Source records ▸
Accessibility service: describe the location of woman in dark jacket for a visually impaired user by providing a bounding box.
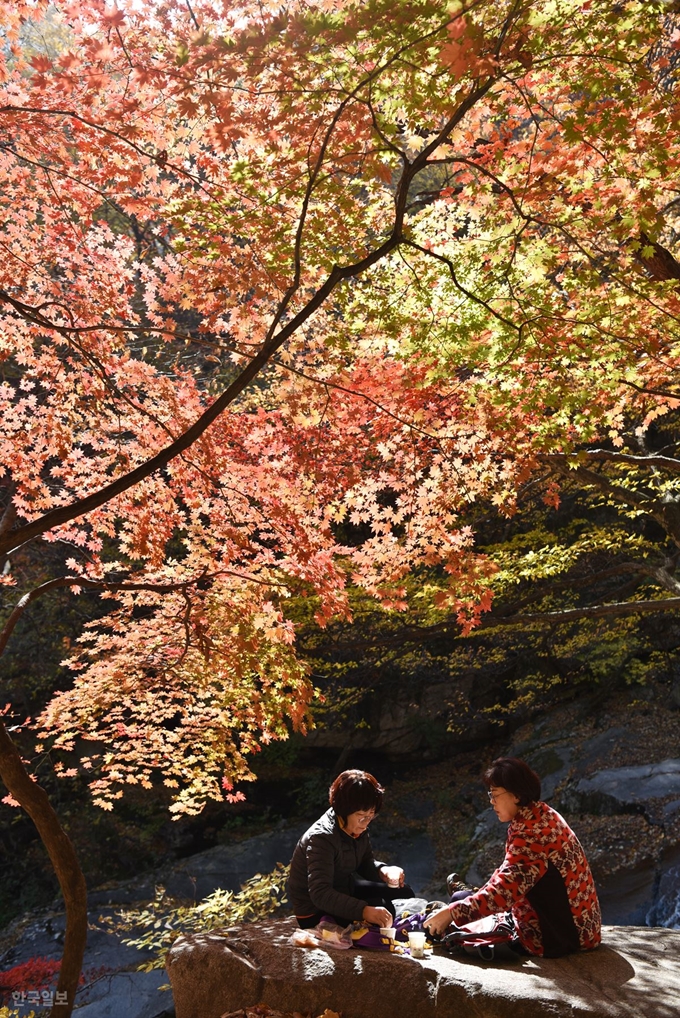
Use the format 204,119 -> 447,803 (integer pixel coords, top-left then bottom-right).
==
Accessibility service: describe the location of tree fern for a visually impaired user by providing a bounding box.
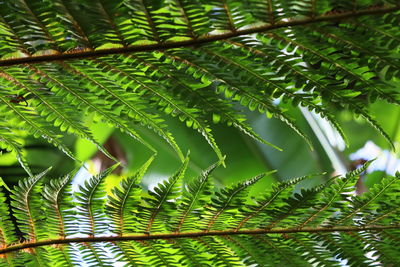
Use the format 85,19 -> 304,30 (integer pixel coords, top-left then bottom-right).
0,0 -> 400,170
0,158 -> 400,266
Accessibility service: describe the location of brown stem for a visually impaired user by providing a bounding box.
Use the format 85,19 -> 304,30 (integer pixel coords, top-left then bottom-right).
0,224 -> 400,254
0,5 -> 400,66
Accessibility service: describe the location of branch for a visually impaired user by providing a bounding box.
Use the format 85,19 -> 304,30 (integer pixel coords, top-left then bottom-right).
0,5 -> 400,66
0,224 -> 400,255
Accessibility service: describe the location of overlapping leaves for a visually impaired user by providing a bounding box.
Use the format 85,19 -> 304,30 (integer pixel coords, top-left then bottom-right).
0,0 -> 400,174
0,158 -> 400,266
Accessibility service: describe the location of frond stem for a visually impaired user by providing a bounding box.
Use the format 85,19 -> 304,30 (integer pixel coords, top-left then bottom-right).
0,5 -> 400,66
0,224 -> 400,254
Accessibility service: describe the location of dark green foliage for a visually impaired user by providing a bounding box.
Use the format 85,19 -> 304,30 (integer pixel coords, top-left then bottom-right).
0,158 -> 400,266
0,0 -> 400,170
--
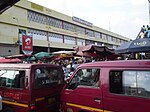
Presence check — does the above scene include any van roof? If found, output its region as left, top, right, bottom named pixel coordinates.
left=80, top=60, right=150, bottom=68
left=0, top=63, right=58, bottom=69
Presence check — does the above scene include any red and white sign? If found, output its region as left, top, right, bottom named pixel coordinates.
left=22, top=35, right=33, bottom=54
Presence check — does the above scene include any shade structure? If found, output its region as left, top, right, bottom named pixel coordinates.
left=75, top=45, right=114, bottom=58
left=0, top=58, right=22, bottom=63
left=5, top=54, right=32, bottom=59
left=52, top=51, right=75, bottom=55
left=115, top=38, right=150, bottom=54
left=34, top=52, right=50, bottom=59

Exercise directions ▸ Put everything from the line containing "Presence check — does the above scene include any red" down to the line containing "left=34, top=52, right=50, bottom=59" into a Markdown table with the columns Row and Line, numbering each line in order and leaving out any blank lines.

Final result ▸
| Row | Line |
|---|---|
| 1 | Presence check — does the above scene include any red and white sign? If found, output its region as left, top, right, bottom named pixel coordinates. |
| 2 | left=22, top=35, right=33, bottom=54 |
| 3 | Presence check — does the above scene include any shade structure? If found, output its region as left, top, right, bottom named pixel coordinates. |
| 4 | left=75, top=45, right=114, bottom=58 |
| 5 | left=0, top=58, right=22, bottom=63 |
| 6 | left=5, top=54, right=32, bottom=59 |
| 7 | left=52, top=51, right=75, bottom=55 |
| 8 | left=115, top=38, right=150, bottom=54 |
| 9 | left=34, top=52, right=50, bottom=59 |